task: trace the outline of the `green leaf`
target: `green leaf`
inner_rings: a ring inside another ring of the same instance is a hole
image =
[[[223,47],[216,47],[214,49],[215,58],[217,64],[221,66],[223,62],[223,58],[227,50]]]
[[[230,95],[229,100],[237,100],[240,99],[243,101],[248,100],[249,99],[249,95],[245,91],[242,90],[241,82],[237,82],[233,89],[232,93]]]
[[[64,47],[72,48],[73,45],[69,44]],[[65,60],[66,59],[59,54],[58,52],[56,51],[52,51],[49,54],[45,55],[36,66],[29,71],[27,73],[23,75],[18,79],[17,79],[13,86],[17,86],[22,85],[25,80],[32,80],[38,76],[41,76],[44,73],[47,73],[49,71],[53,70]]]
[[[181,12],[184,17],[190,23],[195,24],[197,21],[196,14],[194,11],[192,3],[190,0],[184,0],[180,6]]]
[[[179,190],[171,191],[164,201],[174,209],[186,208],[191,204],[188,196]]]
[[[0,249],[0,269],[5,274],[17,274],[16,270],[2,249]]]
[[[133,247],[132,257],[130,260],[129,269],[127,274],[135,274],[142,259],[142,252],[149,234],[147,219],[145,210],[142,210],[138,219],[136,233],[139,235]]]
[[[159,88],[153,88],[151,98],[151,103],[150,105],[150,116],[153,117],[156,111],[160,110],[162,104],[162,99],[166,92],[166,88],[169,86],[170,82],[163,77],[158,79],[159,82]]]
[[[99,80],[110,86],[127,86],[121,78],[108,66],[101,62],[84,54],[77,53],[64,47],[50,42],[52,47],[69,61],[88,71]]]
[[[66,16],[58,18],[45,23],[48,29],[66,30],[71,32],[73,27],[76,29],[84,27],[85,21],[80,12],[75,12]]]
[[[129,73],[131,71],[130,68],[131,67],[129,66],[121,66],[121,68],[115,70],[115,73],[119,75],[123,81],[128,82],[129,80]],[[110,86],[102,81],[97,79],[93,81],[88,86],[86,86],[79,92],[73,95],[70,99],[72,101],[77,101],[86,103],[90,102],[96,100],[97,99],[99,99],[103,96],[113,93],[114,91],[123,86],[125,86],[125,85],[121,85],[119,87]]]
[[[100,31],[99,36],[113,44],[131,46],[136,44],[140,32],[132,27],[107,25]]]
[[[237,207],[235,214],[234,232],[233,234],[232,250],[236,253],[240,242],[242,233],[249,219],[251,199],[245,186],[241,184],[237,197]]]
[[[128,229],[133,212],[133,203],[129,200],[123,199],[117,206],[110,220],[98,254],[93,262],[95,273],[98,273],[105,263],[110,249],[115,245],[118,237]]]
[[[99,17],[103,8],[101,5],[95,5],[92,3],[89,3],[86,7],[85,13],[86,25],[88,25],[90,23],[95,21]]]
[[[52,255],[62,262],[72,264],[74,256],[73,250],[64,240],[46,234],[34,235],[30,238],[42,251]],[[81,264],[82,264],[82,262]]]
= = = = = = =
**PROBLEM REQUIREMENTS**. Present every line of the data above as a numbered list, leaving out any blank lines.

**CORRECT RESULT**.
1. task: trace the outline of the `green leaf`
2. target: `green leaf`
3. inner_rings: a ring inside another ring of the same instance is a hole
4. image =
5. [[[223,47],[216,47],[214,49],[215,58],[217,64],[221,66],[223,62],[223,58],[227,50]]]
6. [[[230,95],[229,100],[237,100],[240,99],[243,101],[248,100],[249,99],[249,95],[245,91],[242,90],[241,82],[237,82],[233,89],[232,93]]]
7. [[[64,47],[72,48],[73,45],[69,44]],[[65,60],[66,59],[59,54],[58,52],[56,51],[52,51],[49,54],[45,55],[36,66],[29,71],[27,73],[23,75],[18,79],[17,79],[13,86],[17,86],[22,85],[25,80],[32,80],[38,76],[41,76],[44,73],[47,73],[49,71],[53,70]]]
8. [[[181,12],[184,17],[190,23],[195,24],[197,21],[196,14],[194,11],[192,3],[190,0],[184,0],[180,6]]]
9. [[[179,190],[171,191],[164,201],[174,209],[186,208],[191,204],[188,196]]]
10. [[[0,249],[0,269],[5,274],[17,274],[16,270],[2,249]]]
11. [[[133,247],[132,257],[130,260],[129,269],[127,274],[135,274],[142,259],[142,252],[149,234],[147,219],[145,210],[142,210],[138,219],[136,233],[139,235]]]
12. [[[159,88],[153,88],[151,98],[151,103],[150,105],[150,116],[153,117],[156,111],[160,110],[162,104],[162,99],[166,92],[166,88],[169,86],[170,82],[163,77],[158,79],[159,82]]]
13. [[[99,80],[110,86],[127,86],[121,78],[108,66],[101,62],[84,54],[77,53],[64,47],[50,42],[52,47],[69,61],[88,71]]]
14. [[[66,16],[58,18],[45,23],[48,29],[66,30],[71,32],[73,27],[76,29],[84,27],[85,21],[80,12],[75,12]]]
15. [[[129,73],[131,71],[130,68],[131,67],[129,66],[121,66],[121,68],[115,70],[115,73],[119,75],[123,81],[128,82],[129,80]],[[110,86],[102,81],[97,79],[93,81],[88,86],[86,86],[79,92],[73,95],[70,99],[72,101],[77,101],[86,103],[90,102],[96,100],[97,99],[99,99],[103,96],[113,93],[114,91],[123,86],[125,86],[125,85],[121,85],[119,87]]]
16. [[[100,31],[99,36],[113,44],[131,46],[136,44],[140,32],[132,27],[107,25]]]
17. [[[237,207],[235,214],[234,232],[233,234],[232,250],[236,253],[240,242],[242,233],[249,219],[251,199],[245,186],[241,184],[237,197]]]
18. [[[128,229],[133,212],[133,203],[129,200],[123,199],[117,206],[110,220],[98,254],[93,262],[95,273],[98,273],[105,263],[110,249],[115,245],[118,237]]]
19. [[[99,17],[103,8],[101,5],[95,5],[92,3],[89,3],[86,7],[85,13],[86,25],[88,25],[90,23],[95,21]]]
20. [[[52,255],[62,262],[72,264],[74,256],[73,250],[64,240],[46,234],[34,235],[30,238],[42,251]],[[81,264],[82,264],[82,262]]]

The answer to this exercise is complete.